● **Source extract**:
-- begin --
Even if they were the same using Manual Exposure, and fixed WB settings for both, with the photos taken at exactly the same time, you'd probably have differences in lens quality between them.

Given that both cameras use a similar Sony 10MP CCD Sensor (although AA filters may differ a bit), I wouldn't expect to see a lot of difference between them at lower ISO speeds, except for some minor processing differences (which you could probably "equalize" with settings and/or PP tweaks). So, the lenses being used would probably be the major difference.
I agree with most of JimC's post, but missed the -Ev comp, so forget about the exposure difference stuff in my previous post. In my defense, it was late, and the differences in aperture and ISO just jumped out at me. . .

I also missed the differences in sharpness and contrast settings, but these only exacerbate the halo thing, in my view. A lot of the time, I use negative contrast and sharpness settings so I can deal with these in PP where I think I can get closer to what I want. I shoot jpegs, so I'd find halos bothersome. Perhaps this might not happen in RAW, in which case, there'd be little for a RAW shooter to pick at. . . and the rendering characteristics of the comparable lenses would probably be the difference as JimC stated.
-- end --
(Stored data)
-- begin --
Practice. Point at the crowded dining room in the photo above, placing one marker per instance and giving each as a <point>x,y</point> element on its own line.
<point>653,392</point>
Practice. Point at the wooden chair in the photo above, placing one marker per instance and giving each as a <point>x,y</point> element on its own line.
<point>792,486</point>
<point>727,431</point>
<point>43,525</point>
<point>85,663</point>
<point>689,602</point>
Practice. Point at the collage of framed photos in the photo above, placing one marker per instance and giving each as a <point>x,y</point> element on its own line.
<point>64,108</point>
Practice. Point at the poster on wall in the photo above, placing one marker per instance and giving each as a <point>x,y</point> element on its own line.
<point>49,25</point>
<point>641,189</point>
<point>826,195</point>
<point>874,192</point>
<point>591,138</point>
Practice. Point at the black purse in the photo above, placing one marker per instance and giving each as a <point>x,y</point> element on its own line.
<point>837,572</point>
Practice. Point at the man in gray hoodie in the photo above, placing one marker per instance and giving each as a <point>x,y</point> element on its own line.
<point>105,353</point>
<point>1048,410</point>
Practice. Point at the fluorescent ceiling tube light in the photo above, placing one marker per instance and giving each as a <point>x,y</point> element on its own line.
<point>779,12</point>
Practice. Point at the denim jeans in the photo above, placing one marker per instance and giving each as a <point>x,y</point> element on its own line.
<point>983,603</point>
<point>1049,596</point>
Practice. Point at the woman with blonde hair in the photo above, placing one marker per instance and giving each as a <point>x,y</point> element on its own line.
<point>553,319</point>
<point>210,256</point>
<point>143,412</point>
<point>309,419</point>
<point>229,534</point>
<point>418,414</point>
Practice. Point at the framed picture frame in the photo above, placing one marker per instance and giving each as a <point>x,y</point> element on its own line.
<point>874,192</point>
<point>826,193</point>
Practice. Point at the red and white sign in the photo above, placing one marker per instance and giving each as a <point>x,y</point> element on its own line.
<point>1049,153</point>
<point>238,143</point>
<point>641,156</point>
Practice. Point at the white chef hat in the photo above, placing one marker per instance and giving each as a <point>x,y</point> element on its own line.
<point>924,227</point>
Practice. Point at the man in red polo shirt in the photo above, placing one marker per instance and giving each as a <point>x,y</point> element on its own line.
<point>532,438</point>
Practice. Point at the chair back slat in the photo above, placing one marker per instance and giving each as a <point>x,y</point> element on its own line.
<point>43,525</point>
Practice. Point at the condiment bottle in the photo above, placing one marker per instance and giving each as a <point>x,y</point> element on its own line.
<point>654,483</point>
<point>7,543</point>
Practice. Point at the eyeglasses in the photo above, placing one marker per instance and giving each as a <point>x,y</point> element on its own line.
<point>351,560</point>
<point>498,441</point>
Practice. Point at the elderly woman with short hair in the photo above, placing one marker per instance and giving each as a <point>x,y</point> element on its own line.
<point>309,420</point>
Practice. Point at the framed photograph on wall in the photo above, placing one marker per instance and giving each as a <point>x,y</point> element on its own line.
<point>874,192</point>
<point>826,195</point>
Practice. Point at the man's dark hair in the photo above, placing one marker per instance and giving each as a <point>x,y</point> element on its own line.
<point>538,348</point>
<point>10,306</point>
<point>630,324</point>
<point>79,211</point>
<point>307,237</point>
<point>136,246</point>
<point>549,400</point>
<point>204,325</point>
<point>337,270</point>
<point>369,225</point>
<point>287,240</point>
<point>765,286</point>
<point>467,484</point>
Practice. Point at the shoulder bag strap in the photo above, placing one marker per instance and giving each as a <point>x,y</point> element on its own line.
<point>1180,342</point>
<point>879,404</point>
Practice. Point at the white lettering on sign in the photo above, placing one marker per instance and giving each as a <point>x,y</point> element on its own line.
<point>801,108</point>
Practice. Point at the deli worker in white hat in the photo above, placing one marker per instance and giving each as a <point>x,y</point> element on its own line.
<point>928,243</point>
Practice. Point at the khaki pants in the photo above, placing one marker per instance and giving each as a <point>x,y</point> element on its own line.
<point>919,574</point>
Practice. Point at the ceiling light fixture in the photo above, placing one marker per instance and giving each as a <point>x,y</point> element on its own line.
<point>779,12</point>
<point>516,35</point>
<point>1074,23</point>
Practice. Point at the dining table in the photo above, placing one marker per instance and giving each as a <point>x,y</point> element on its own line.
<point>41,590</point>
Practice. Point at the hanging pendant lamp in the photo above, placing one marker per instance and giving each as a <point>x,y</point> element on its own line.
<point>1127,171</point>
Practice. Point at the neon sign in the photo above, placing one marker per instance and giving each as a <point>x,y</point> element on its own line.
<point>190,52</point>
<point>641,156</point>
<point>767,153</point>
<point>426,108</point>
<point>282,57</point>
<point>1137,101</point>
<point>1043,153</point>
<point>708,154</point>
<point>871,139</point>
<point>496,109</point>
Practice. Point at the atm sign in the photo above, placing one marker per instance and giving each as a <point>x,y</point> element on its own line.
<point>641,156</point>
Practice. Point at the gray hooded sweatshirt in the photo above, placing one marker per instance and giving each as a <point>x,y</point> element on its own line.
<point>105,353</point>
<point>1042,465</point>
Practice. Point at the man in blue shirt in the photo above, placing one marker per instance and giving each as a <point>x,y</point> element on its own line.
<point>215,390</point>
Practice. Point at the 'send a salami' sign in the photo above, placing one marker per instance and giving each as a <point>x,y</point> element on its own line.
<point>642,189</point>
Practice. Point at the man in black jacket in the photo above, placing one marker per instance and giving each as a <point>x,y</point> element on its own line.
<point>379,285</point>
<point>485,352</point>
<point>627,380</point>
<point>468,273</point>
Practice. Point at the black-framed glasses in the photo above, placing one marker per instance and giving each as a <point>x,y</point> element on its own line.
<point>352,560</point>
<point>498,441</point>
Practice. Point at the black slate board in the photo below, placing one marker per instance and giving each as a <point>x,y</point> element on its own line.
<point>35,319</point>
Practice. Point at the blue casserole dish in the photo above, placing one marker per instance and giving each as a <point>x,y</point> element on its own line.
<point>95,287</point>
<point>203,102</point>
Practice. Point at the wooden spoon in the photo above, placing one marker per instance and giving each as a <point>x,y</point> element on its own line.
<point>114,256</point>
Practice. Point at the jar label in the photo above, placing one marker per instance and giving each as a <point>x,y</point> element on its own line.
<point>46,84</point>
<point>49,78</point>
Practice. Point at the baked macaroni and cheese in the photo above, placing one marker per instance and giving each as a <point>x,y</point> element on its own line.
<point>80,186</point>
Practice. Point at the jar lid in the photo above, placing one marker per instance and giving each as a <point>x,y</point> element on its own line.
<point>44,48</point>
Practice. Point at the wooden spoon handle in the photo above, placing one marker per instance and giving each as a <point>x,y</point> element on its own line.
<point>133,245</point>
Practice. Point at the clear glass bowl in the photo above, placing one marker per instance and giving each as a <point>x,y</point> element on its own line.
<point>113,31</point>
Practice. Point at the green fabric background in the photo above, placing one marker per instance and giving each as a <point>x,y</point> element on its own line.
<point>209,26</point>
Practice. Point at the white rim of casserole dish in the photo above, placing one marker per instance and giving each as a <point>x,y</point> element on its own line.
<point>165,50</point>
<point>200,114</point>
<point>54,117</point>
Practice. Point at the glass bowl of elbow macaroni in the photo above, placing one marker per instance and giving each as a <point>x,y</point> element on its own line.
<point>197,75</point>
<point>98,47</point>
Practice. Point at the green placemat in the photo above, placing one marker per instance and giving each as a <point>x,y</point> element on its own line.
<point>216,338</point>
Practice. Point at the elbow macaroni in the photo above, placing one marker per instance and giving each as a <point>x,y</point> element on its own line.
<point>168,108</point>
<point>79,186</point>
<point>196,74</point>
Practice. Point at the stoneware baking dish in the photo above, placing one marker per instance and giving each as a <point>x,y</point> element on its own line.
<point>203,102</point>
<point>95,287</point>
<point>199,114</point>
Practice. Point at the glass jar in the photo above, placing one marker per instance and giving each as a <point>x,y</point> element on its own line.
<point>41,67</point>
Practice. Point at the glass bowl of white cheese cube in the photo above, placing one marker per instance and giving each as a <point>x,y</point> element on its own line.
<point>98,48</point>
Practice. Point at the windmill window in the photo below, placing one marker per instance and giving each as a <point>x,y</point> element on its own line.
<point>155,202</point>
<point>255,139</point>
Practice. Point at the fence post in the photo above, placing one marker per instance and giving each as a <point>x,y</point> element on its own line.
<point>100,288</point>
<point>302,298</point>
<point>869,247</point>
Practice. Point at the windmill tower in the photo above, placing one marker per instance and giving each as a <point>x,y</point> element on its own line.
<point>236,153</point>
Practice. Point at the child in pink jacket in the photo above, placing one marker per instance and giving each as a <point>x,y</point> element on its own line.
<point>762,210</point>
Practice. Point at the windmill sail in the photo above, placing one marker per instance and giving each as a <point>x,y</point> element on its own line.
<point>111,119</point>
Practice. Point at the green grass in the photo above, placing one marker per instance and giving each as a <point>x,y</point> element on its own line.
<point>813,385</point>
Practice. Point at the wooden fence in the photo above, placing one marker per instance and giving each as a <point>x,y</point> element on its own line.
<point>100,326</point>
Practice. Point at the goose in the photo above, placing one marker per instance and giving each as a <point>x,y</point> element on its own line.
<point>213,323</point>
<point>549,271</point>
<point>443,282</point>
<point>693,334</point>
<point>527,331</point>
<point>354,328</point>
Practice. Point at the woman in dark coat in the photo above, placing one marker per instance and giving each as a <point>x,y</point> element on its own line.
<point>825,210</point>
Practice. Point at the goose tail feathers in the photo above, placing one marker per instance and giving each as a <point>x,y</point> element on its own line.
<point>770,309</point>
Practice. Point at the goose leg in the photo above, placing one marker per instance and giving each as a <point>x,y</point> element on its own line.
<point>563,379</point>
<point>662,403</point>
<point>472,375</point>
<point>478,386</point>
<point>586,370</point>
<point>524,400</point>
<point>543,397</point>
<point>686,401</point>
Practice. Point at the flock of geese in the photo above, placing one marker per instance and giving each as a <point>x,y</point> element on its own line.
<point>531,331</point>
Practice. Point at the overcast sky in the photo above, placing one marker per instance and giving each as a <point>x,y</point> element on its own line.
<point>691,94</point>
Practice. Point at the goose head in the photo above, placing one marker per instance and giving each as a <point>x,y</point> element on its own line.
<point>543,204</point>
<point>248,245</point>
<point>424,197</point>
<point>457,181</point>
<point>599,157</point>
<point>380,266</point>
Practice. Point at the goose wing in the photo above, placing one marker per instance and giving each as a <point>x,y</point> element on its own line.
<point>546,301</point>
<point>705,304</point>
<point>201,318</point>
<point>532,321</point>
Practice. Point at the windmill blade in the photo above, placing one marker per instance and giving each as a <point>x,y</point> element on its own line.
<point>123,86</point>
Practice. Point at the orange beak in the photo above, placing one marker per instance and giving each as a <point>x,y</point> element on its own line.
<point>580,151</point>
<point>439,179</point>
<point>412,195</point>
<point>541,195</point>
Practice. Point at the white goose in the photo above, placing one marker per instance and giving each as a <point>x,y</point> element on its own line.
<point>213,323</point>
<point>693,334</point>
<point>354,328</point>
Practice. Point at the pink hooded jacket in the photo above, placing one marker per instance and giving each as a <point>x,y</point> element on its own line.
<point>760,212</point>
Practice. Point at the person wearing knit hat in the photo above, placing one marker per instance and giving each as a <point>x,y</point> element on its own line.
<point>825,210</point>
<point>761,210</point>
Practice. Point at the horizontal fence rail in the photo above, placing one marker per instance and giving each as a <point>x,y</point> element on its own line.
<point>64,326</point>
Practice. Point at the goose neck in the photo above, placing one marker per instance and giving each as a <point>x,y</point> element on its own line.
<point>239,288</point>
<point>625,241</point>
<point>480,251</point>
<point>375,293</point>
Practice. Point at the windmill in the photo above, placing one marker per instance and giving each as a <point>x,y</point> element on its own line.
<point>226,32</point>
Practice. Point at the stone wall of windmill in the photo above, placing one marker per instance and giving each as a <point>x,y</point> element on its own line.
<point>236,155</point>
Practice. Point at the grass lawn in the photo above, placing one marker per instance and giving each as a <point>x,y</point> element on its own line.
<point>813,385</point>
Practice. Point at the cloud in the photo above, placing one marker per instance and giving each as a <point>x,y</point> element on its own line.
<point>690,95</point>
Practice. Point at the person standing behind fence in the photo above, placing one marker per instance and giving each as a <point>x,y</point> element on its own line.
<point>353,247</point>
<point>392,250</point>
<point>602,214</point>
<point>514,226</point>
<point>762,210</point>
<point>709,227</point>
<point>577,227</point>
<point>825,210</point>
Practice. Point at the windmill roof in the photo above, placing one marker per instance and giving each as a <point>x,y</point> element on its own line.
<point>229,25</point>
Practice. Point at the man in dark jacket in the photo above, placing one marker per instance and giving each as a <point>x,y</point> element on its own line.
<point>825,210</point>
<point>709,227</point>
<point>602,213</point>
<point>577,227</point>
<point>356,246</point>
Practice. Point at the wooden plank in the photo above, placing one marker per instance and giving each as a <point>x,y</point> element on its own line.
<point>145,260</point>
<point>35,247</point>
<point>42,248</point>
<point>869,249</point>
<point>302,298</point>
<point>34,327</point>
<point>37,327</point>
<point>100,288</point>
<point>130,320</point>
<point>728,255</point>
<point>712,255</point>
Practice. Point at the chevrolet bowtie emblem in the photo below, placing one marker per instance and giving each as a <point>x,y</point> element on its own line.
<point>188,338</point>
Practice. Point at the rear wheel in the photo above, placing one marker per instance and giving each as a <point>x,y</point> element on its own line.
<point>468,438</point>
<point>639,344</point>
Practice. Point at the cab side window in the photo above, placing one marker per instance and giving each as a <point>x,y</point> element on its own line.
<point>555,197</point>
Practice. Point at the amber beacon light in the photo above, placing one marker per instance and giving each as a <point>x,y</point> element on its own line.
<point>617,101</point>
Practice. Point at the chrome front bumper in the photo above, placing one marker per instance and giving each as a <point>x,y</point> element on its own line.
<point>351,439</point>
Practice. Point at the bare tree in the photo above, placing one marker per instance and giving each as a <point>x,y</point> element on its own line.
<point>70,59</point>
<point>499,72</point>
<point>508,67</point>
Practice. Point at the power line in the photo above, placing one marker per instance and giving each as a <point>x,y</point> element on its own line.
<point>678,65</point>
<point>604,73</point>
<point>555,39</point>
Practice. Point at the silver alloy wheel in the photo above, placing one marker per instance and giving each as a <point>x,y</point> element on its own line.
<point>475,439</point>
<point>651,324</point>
-- end --
● **Exercise requirements**:
In the post, which abbreviations written in all capital letters appear in the paragraph beginning "Given that both cameras"?

● **Finished task**:
MP, CCD, AA, ISO, PP